╭─ Testo di studio

Ma che specie di fede è questa che pratichiamo di solito inconsapevolmente, che anzi è il fondamento della nostra giornaliera vita comune?
Due opposti aspetti di questa specie di “fede” saltano agli occhi. - Un simile fede è indispensabile per la nostra vita. Ciò vale anzitutto semplicemente perché nulla più funzionerebbe; ognuno dovrebbe cominciare da principio. Ciò vale in profondità anche nel senso che una vita umana diventa impossibile se non si può aver fiducia dell’altro e degli altri, se non ci si può più affidare alla loro esperienza, alla loro conoscenza, a quello che ci viene presentato. Questo è uno dei lati ragionevoli di questa fede, quello positivo. - Essa però è naturalmente è espressione di ignoranza, di non ragionevolezza: sapere sarebbe meglio. I molti possono affidarsi a tutto il meccanismo di un mondo tecnico soltanto perché alcuni hanno studiato un settore particolare e lo conoscono. In questo senso c’è il desiderio di passare, per quanto è possibile, dalla fede al sapere, a un sapere giusto e significativo. Nonostante siamo ancora lontani dalla zona della religione e ci moviamo nello spazio del dominio della vita puramente intramondano, quotidiano, abbiamo però guadagnato intuizioni importanti anche per il fenomeno della fede religiosa.

╰─
╭─ Estratti di dati

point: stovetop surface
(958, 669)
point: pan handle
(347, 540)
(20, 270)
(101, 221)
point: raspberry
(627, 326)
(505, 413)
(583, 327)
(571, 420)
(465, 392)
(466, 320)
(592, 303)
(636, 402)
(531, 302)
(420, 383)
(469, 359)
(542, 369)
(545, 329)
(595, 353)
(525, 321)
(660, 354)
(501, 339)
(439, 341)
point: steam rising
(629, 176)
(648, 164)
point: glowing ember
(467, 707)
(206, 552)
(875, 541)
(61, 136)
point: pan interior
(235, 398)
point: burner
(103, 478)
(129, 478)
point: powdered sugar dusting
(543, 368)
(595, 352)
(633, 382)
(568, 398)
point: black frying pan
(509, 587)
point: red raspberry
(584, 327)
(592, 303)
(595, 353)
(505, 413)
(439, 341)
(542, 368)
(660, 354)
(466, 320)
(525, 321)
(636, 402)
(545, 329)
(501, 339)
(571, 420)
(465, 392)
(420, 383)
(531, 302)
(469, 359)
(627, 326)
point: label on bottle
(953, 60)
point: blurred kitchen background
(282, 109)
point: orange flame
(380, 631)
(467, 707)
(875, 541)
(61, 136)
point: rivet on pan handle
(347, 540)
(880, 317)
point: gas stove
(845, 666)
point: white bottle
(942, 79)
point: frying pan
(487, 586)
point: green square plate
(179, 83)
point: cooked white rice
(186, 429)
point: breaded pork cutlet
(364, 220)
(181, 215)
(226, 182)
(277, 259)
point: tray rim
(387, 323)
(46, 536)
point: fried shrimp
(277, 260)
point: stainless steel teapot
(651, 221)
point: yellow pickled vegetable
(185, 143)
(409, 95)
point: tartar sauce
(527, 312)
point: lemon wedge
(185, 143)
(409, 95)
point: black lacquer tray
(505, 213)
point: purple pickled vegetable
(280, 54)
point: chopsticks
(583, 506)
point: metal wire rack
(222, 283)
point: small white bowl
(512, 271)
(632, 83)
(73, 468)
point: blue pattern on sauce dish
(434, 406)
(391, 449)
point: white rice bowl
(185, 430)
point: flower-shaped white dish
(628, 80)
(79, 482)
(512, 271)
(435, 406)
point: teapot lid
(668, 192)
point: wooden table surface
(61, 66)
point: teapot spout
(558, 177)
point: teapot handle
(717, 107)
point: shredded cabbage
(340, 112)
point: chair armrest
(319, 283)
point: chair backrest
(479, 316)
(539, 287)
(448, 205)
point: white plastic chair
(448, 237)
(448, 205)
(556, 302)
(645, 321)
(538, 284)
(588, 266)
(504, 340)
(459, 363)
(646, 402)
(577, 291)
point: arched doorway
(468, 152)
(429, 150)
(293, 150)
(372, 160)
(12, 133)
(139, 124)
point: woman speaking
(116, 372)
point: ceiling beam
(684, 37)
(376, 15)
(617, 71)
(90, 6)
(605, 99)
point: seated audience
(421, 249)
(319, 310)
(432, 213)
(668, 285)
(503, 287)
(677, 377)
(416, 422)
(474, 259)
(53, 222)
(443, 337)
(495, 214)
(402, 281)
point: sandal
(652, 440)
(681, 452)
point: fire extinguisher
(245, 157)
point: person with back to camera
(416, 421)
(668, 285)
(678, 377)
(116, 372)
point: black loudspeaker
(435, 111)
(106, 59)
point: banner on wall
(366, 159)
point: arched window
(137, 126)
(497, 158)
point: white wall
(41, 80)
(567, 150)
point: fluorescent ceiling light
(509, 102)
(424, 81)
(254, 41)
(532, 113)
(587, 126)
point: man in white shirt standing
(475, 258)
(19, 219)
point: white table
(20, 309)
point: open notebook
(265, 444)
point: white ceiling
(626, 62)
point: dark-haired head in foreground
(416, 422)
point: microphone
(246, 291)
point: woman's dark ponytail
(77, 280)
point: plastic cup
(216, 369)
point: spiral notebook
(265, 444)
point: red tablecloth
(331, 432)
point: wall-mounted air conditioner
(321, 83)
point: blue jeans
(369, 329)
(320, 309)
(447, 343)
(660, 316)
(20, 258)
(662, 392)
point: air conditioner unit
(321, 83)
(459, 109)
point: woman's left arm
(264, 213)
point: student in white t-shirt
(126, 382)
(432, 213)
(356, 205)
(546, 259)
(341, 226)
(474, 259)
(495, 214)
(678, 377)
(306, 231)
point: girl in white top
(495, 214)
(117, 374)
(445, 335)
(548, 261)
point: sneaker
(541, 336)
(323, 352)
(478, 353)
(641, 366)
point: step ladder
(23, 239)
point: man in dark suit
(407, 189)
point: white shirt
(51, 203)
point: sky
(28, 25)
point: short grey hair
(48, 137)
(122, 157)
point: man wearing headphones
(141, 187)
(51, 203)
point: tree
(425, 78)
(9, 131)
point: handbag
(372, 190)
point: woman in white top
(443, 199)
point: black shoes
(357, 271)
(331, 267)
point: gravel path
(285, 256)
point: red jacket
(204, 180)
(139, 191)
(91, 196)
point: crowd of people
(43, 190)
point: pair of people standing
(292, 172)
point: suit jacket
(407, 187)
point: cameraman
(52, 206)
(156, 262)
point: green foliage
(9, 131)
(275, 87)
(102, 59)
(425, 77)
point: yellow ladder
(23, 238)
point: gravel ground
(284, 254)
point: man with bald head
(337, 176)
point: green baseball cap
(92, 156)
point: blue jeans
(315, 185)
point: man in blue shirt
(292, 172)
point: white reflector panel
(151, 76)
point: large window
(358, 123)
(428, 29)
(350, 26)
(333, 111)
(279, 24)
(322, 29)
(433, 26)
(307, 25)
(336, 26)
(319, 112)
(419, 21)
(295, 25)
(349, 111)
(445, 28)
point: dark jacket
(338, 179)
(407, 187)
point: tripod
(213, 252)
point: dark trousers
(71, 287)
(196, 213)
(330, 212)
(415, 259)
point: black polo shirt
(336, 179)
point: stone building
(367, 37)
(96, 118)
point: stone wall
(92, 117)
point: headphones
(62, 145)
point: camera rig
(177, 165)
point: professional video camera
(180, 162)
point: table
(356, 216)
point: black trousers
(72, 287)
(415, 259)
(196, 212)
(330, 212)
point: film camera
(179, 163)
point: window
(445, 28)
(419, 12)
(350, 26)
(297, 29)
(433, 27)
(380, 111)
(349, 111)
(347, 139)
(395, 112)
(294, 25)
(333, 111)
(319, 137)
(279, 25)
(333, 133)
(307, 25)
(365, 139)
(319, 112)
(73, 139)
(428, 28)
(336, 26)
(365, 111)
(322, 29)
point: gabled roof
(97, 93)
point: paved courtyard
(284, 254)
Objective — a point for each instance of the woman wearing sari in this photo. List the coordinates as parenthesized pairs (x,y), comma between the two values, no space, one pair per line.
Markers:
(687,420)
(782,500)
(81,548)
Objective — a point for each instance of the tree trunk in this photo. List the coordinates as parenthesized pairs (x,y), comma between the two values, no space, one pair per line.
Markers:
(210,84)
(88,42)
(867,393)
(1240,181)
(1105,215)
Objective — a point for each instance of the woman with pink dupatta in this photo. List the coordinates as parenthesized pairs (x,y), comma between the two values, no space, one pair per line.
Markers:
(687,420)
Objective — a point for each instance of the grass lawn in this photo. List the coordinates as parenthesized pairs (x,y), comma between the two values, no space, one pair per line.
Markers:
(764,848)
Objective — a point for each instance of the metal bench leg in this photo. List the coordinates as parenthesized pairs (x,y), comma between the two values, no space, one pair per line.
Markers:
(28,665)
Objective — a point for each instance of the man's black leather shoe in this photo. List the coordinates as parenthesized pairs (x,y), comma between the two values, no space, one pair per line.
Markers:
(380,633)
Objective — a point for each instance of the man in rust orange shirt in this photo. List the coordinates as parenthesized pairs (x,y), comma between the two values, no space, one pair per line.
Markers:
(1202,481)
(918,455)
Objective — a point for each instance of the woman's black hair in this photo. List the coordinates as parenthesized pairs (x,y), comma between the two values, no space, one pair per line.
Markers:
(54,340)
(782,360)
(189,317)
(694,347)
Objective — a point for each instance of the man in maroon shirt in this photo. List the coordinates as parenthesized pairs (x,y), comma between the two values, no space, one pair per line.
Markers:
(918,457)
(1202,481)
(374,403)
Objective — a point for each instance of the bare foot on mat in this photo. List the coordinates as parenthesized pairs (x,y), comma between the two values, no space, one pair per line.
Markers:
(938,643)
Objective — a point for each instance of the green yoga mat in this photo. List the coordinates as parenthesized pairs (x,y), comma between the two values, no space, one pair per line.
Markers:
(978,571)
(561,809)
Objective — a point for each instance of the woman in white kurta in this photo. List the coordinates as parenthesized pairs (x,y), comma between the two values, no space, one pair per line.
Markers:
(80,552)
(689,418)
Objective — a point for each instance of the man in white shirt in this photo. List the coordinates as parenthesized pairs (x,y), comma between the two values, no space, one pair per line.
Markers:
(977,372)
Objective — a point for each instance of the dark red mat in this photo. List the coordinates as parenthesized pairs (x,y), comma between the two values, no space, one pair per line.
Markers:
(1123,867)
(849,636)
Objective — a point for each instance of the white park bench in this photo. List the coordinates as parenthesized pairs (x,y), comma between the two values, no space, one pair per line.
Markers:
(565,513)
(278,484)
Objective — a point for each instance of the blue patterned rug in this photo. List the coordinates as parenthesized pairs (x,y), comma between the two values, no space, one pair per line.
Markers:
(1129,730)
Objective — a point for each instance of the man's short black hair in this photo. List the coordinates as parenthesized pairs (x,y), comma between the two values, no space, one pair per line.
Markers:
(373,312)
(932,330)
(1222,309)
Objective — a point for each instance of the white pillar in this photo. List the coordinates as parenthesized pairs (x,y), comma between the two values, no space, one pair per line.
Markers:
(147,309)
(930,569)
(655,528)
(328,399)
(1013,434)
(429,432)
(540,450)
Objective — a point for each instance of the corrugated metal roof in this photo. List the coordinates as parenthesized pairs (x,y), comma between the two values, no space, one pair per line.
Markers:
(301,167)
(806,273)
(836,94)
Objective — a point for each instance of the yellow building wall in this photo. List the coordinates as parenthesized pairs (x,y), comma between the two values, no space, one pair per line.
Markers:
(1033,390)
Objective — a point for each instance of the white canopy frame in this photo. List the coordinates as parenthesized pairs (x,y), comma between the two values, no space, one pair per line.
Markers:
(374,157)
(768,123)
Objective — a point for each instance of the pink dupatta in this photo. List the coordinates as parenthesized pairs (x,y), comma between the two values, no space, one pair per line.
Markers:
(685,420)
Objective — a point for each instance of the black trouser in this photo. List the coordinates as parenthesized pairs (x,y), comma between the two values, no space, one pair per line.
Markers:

╰─

> Cosa fare
Prosegui il testo sulla fede nella vita di tutti i giorni, riprendendo dal punto in cui si ferma. Le voci non hanno alcun ruolo in questo.

> Risposta
Nel quadro della “fede di ogni giorno” si devono distinguere due aspetti: - vi appartiene anzitutto il carattere dell’insufficiente, del provvisorio, non totalmente razionalizzato; essa è uno stadio puramente incipiente del sapere, dal quale si cerca di uscire se possibile. - Una simile “fede” è fiducia reciproca, partecipazione comune alla comprensione e al dominio di questo mondo; questo aspetto è in genere essenziale per la formazione della vita umana. Una società senza fiducia non può vivere: l’incredulità è essenzialmente contraria alla natura dell’uomo.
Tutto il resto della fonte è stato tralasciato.